WHAT YOU WILL DO:
Give the data below again exactly as it stands. Omit the pictures.

[Excerpt from a dataset]
────────────────
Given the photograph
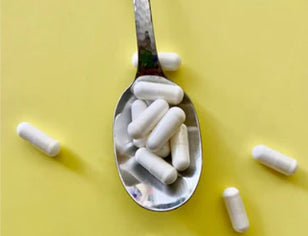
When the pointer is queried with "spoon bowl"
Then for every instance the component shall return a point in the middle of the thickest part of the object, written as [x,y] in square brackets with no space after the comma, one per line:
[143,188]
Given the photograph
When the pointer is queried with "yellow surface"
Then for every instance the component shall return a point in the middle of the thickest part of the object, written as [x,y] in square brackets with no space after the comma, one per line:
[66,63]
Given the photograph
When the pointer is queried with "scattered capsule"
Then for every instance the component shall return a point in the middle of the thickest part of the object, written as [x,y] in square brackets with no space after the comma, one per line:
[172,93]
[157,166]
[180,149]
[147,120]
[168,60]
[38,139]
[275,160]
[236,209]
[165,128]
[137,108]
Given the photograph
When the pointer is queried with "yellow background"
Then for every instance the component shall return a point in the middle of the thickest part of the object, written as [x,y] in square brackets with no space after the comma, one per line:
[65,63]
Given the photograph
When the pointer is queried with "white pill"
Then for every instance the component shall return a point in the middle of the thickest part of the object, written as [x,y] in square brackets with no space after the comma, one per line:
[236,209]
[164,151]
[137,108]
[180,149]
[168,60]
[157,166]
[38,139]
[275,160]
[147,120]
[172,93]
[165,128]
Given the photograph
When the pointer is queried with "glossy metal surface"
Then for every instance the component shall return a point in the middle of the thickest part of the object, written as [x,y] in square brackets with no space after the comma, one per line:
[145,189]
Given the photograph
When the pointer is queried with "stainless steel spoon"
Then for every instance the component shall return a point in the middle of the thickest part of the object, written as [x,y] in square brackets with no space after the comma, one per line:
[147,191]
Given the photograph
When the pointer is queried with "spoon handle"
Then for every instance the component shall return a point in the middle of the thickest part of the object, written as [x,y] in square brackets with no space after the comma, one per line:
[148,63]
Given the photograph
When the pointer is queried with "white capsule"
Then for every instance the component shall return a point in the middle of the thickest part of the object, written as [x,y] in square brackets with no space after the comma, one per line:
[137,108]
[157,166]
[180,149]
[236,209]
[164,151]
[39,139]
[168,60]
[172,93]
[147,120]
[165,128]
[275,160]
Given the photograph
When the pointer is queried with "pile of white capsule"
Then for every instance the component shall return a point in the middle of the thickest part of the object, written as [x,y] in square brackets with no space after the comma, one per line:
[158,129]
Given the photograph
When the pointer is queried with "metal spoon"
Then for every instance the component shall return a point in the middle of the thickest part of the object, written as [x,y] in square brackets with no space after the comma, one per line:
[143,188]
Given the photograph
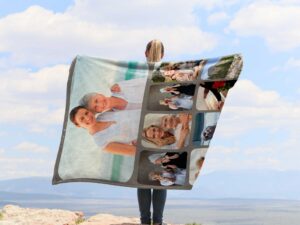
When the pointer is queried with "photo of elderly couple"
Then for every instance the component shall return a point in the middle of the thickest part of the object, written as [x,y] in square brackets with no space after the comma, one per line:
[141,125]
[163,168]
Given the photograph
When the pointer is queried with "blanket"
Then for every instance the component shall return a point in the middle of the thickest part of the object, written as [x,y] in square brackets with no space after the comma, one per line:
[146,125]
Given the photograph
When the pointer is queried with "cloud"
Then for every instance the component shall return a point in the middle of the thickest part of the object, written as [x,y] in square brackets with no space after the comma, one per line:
────────────────
OUTPUT:
Given the photograph
When the pointer is queried with "spoon bowl"
Then for every instance the component shall return a point in the middle of the thickest part of the object, written as [x,y] in square brackets with no space after the comma, one per line:
[143,188]
Given the photograph
When the pointer is queried with "yellow surface"
Then for every instance the component shall return a point in the middle of the thickest part of the object, written as [x,y] in square brackets with no space after the comma, one per line:
[66,63]
Given the photograph
When the pointer is queried with "scattered capsule"
Then for every instance the component shall return a point in the middle of the thickest part of the object, written as [x,y] in square brackets with no space after the comma, one per line:
[172,93]
[157,166]
[180,149]
[147,120]
[168,60]
[38,139]
[275,160]
[236,209]
[165,128]
[137,108]
Given the photograph
When the pointer is queried with "yellow background"
Then for every instance the component shall return a point in the middle of the thickest part of the object, written as [x,y] in square brackets with no space after the comma, one per line:
[65,63]
Given the photograph
When the pointer is queried with "white pill"
Then for every instance the component shall return a point in the middle of the thickest part of the object, written as [x,y] in square brackets with no space after the comma, one per line:
[236,209]
[164,151]
[137,108]
[180,149]
[168,60]
[157,166]
[38,139]
[275,160]
[147,120]
[172,93]
[165,128]
Given the photograph
When the pointer is queried with "glossy metal surface"
Then for every instance the component shall return a point in the middle of the thickest part of the object, written as [x,y] in square brackets with no space after the comma, one per line:
[145,189]
Given the photograph
When the pointer is queried with "stainless steel spoon"
Then for every instance the component shall return a point in the middle of the thickest part of the object, written as [x,y] in square brackets with no space after the comma, one per line:
[147,191]
Given the photograph
When the pointer is queried with "spoon handle"
Then for every instance the component shall return a point in the middle of the thickest part of the object, written as [x,y] in square brackets with no space after the comma, one per line:
[148,63]
Given the photograph
When the pointer is queried with "white capsule"
Then for every instance the component shall return a point in the middle of the thickest part of the object, written as [x,y] in square brackets with no space after the comma, one per line:
[137,108]
[157,166]
[180,149]
[236,209]
[164,151]
[39,139]
[168,60]
[172,93]
[147,120]
[165,128]
[275,160]
Given the photograph
When the pointer is queried with "pile of white capsule"
Then for every instance the component shall return a point in the middle of the thickest part of the object, written as [x,y] in square brackets with no space after the comma, one per line:
[158,129]
Given the photograph
When the pointer is queried with "metal spoon"
Then for every instance the component shall return a point in the middle of the thickest part of the object, written as [x,y] in square brackets with no space after the comma, one per line:
[143,188]
Given the photograph
When the pointer is queried with "photo of elderly couple"
Then for every instance the component shall return a point in the middle of the thickest part of the object, written as [x,y] in square brackets with no space after the comma, one per line:
[141,125]
[163,168]
Given the photograph
When the pointer is queried with "blanket"
Then for every instance the component shall return a point in the middle of the thickest part of the object, written as [x,y] in square brackets with no space after the comma, one per line:
[146,125]
Given the photograph
When the pointer is queried with "cloud"
Then for every instance the component shall return a point in the middle of the thickest part of the object, written as [x,y] in square brackets with no space after the comma, one per line:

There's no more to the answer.